### EXERCISES TO COMPLETE
(1) In the passage on journal impact factors, what do the uniform requirements for manuscripts say should be presented alongside estimates?
(2) Write out the passage on journal impact factors word for word, everything from "It might be" down to "with the estimate.".

The implications for the use of bibliometric measures is that decisions based purely on ranks should be avoided. Less emphasis should be placed on small differences in rank order because this may be attributable to random variation. This suggests that arbitrary cut-offs or thresholds should be avoided when making decisions, as there will be very little difference in the underlying citation rate for journals either side of the cut-off. Journals whose impact factors and ranks are broadly similar should be treated similarly, no matter which side of an artificial divide they are placed, because these measures are estimated with considerable uncertainty. Instead, the measure should be kept as a continuous scale so that small differences between journals are associated with similar decisions.

It might be argued that there is no uncertainty associated with the journal impact factor, because it is based on a census of all publications over a given period, and is therefore free from sampling error. However, the main purpose of quoting the journal impact factor is as a performance indicator, drawing inference about the general impact of the journal. This, then, use the journal impact factor as a measure of the underlying rate at which any particular article in the journal is cited. This rate is unknown and must be estimated subject to sampling error. It therefore requires a measure of the uncertainty associated with the estimate.

Many medical journals are signatories to the uniform requirements for manuscripts submitted to biomedical journals [21]. These state that measures of uncertainty, such as confidence intervals, should be presented alongside estimates. This is echoed by most modern textbooks on research methods in medicine. Given that important funding and employment decisions are often based on the estimated impact factors of journals in which researchers publish their work, and on the journal impact factor ranks, an additional useful tool for the researcher would be to know how much uncertainty existed in the bibliometric measure on which they base their decisions. This article therefore proposes that a plausible range, such as a credible interval, be used alongside the estimated journal impact factor and its rank.

### EXTRACTED RECORDS
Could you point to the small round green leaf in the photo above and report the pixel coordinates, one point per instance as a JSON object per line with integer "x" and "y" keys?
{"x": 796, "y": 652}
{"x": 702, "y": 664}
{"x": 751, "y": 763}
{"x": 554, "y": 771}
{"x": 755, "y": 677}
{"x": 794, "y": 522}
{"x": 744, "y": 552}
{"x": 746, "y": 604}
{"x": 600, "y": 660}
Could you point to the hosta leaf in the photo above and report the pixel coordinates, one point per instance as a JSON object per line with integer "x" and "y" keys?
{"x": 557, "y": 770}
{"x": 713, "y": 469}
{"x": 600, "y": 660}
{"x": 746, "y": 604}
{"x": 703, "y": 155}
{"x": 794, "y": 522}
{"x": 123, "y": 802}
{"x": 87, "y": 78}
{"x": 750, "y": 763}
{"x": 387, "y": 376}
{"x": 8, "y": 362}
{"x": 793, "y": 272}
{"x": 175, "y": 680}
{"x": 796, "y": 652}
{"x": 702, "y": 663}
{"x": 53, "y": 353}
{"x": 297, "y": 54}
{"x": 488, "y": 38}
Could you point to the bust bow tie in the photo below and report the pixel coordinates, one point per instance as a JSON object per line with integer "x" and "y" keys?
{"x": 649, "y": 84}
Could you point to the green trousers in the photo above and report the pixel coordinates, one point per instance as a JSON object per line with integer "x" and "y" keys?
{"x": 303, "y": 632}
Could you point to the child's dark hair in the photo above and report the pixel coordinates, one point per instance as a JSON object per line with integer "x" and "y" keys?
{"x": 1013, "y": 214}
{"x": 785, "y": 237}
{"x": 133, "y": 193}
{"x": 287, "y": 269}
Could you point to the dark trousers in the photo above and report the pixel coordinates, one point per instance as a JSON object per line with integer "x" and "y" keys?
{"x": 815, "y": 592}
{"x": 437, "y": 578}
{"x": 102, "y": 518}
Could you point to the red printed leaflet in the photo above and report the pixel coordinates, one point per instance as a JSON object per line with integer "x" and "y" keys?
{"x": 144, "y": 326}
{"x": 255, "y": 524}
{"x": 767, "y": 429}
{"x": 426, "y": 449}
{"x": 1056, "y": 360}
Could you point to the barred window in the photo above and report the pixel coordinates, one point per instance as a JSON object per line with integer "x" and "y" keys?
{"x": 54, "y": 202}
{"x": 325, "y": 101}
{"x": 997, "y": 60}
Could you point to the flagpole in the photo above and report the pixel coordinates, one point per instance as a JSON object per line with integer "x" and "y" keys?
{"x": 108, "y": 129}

### WRITTEN ANSWERS
(1) Measures of uncertainty, such as confidence intervals.

(2)
It might be argued that there is no uncertainty associated with the journal impact factor, because it is based on a census of all publications over a given period, and is therefore free from sampling error. However, the main purpose of quoting the journal impact factor is as a performance indicator, drawing inference about the general impact of the journal. This, then, use the journal impact factor as a measure of the underlying rate at which any particular article in the journal is cited. This rate is unknown and must be estimated subject to sampling error. It therefore requires a measure of the uncertainty associated with the estimate.